= TUGAS 1 =
Dalam teks tentang Bilal bin Rabah, siapa nama ibu Bilal?
= TUGAS 2 =
Tuliskan kembali tanpa perubahan bagian teks tentang Bilal bin Rabah yang dimulai pada "Bilal bin Rabah" dan berakhir pada "penting kaum kafir.".

= BAGIAN DOKUMEN =
Bilal bin Rabah adalah seorang budak yang berasal
dari Habasyah (sekarang disebut Ethiopia). Bilal dilahirkan di daerah Sarah
kira-kira 34 tahun sebelum hijrah dari seorang ayah yang dikenal dengan
panggilan Rabah. Sedangkan ibunya dikenal dengan Hamamah. Hamamah ini adalah
seorang budak wanita yang berkulit hitam yang tinggal di Mekah. Oleh
karenanya, sebagian orang memanggilnya dengan nama Ibnu Sauda (Anaknya budak
hitam).
Masa kecil Bilal dihabisakan di
Mekah, sebagai putra dari seorang budak, Bilal melewatkan masa kecilnya
dengan bekerja keras dan menjadi budak. Sosok Bilal digambarkan sebagai
seorang yang berperawakan khas Afrika yakni tinggi, besar dan hitam. Dia
menjadi budak dari keluarga bani Abduddar. Kemudian saat ayah mereka
meninggal, Bilal diwariskan kepada Umayyah bin Khalaf, seorang yang menjadi
tokoh penting kaum kafir.
Bilal termasuk orang yang teguh
dengan pendiriannya. Ketika Rasulullah Saw mulai menyampaikan risalahnya
kepada penduduk Mekah, beliau telah lebih dahulu mendengar seruan Rasulullah
saw yang membawa agama Islam, yang menyeru untuk beribadah kepada Allah yang
Esa, dan meninggalkan berhala, menggalakkan persamaan antara sesama manusia,
memerintahkan kepada akhlak yang mulia, sebagaimana beliau juga selalu
mengikuti pembicaraan para pemuka Quraisy seputar Nabi Muhammad saw.

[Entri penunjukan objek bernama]

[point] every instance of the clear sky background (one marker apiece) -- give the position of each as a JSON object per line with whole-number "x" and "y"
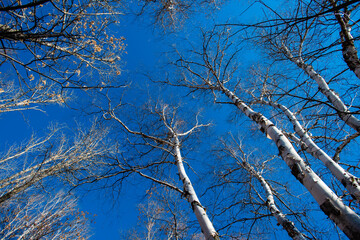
{"x": 147, "y": 49}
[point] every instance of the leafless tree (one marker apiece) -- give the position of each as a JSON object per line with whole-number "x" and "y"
{"x": 35, "y": 216}
{"x": 213, "y": 68}
{"x": 162, "y": 216}
{"x": 163, "y": 132}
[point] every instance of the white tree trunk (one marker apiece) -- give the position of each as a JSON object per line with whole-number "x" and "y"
{"x": 206, "y": 225}
{"x": 282, "y": 220}
{"x": 333, "y": 97}
{"x": 345, "y": 218}
{"x": 347, "y": 179}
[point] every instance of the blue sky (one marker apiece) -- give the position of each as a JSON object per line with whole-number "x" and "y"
{"x": 147, "y": 49}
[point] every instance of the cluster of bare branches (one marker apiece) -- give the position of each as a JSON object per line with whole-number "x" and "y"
{"x": 304, "y": 104}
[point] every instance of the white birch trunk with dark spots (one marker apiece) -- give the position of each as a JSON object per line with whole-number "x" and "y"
{"x": 282, "y": 220}
{"x": 206, "y": 225}
{"x": 344, "y": 217}
{"x": 347, "y": 179}
{"x": 333, "y": 97}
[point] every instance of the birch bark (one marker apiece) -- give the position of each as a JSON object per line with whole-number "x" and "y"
{"x": 344, "y": 217}
{"x": 206, "y": 225}
{"x": 282, "y": 220}
{"x": 347, "y": 179}
{"x": 333, "y": 97}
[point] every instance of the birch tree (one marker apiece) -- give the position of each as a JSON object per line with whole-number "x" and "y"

= PENYELESAIAN 1 =
Hamamah

= PENYELESAIAN 2 =
Bilal bin Rabah adalah seorang budak yang berasal
dari Habasyah (sekarang disebut Ethiopia). Bilal dilahirkan di daerah Sarah
kira-kira 34 tahun sebelum hijrah dari seorang ayah yang dikenal dengan
panggilan Rabah. Sedangkan ibunya dikenal dengan Hamamah. Hamamah ini adalah
seorang budak wanita yang berkulit hitam yang tinggal di Mekah. Oleh
karenanya, sebagian orang memanggilnya dengan nama Ibnu Sauda (Anaknya budak
hitam).
Masa kecil Bilal dihabisakan di
Mekah, sebagai putra dari seorang budak, Bilal melewatkan masa kecilnya
dengan bekerja keras dan menjadi budak. Sosok Bilal digambarkan sebagai
seorang yang berperawakan khas Afrika yakni tinggi, besar dan hitam. Dia
menjadi budak dari keluarga bani Abduddar. Kemudian saat ayah mereka
meninggal, Bilal diwariskan kepada Umayyah bin Khalaf, seorang yang menjadi
tokoh penting kaum kafir.